THINGS TO DO:
A - Answer these questions from the article about Built Worlds below:
(i) According to the article, what do architectural models bring to two-dimensional drawings?
(ii) Where is the exhibition now showing?
(iii) How many contemporary ceramic artists does the exhibition feature?
B - Please reproduce the article about Built Worlds below word for word, everything from "The exhibition 'Built Worlds'" down to "and Tom Summers.".
C - Write what comes next in the article about Built Worlds below, picking up after its last sentence.

PASSAGE TO READ:
Built Worlds at Jam Factory Adelaide

Built Worlds at Jam Factory Adelaide

Architectural scale models and sculptures have played a crucial role in aiding architects in their exploration of design possibilities, facilitating the communication of complex ideas, and bringing depth to two-dimensional drawings. Throughout history, from the ancient cities and temples of various civilizations to the intricate cathedrals of the Renaissance and the grand palaces of the Baroque era, architectural models have given tangible form to an architect's vision of new structures and cityscapes. These models continue to be essential in contemporary town planning and urban development. Beyond their practical applications, architectural miniatures have also unlocked the potential for creating imaginative and fantastical structures, pushing the boundaries of what is structurally and feasibly possible in the real world.

The exhibition 'Built Worlds' which is now showing at The Jam Factory in Adelaide explores architectural miniatures. This exhibition features the work of five contemporary ceramic artists who use clay to explore architectural themes and who are inspired by the built environment, including Charmaine Ball, Grace Brown (Oh Hey Grace), Jane McKenzie, Natalie Rosin, and Tom Summers.

ENTRIES:
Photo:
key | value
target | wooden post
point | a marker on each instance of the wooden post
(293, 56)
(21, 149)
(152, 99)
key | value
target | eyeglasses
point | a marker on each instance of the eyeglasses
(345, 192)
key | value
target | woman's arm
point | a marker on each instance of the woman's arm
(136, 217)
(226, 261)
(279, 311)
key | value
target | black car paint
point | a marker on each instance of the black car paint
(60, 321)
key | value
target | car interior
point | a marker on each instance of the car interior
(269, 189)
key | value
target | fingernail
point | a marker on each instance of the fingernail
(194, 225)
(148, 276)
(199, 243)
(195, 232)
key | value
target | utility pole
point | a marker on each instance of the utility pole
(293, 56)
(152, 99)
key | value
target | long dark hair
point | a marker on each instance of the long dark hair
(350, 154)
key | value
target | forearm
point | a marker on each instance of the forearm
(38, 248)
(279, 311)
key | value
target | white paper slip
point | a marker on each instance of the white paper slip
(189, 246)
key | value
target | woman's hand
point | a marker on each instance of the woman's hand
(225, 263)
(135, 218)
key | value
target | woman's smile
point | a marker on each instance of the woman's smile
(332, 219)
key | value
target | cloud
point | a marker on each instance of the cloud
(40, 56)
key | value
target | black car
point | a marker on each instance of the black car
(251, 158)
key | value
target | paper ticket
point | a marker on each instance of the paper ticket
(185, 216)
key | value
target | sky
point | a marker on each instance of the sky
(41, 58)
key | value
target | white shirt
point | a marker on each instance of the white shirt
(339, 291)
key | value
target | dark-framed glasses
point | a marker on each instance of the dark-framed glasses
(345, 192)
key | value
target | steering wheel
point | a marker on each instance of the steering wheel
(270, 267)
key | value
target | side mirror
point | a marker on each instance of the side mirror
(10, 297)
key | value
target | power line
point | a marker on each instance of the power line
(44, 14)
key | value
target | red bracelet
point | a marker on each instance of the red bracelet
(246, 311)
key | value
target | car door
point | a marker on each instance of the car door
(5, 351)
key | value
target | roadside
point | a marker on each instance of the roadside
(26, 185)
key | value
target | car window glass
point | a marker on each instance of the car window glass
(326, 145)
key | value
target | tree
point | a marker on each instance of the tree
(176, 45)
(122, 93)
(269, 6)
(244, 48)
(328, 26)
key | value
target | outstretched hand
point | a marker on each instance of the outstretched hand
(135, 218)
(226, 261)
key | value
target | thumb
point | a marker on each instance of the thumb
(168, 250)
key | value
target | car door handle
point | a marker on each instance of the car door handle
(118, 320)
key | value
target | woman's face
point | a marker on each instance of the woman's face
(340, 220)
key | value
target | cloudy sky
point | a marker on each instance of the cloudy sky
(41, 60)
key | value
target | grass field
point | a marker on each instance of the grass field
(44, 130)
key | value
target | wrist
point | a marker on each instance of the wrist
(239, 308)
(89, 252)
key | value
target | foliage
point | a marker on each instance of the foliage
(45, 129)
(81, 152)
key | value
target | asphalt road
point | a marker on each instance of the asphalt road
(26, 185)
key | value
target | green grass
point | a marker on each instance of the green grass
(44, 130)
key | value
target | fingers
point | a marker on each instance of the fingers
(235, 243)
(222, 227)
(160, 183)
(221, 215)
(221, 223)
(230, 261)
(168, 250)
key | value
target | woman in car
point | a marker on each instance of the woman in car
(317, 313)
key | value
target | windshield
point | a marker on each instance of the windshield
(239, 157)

THE RESULTS:
A -
(i) Depth.
(ii) At The Jam Factory in Adelaide.
(iii) Five.

B -
The exhibition 'Built Worlds' which is now showing at The Jam Factory in Adelaide explores architectural miniatures. This exhibition features the work of five contemporary ceramic artists who use clay to explore architectural themes and who are inspired by the built environment, including Charmaine Ball, Grace Brown (Oh Hey Grace), Jane McKenzie, Natalie Rosin, and Tom Summers.

C -
'Built Worlds' is showing at Jam Factory Adelaide in Gallery Two until 23 April 2023.
Taken from Jam Factory Adelaide's website:

In her most recent body of work, Brown uses architectural forms and impossible structures to explore the mysterious realms of imagination and themselves in the creative possibilities of the unknown. Geometric shapes and silhouettes are paired with a minimal colour palette and sumptuous gold detailing to allude to the aesthetics of ancient monuments and utopian cityscapes, as though each sculpture has been bleached white by the sun whilst holding precious relics from another time. “Creative escapism can provide relief from the stresses of daily life and help us to dream of stronger connections to ourselves, others and the world around us,” Brown says. “The abstract forms, impossible structures and gold detailing allows the viewer to let go of the constraints of reality and enter into a world where anything is possible.”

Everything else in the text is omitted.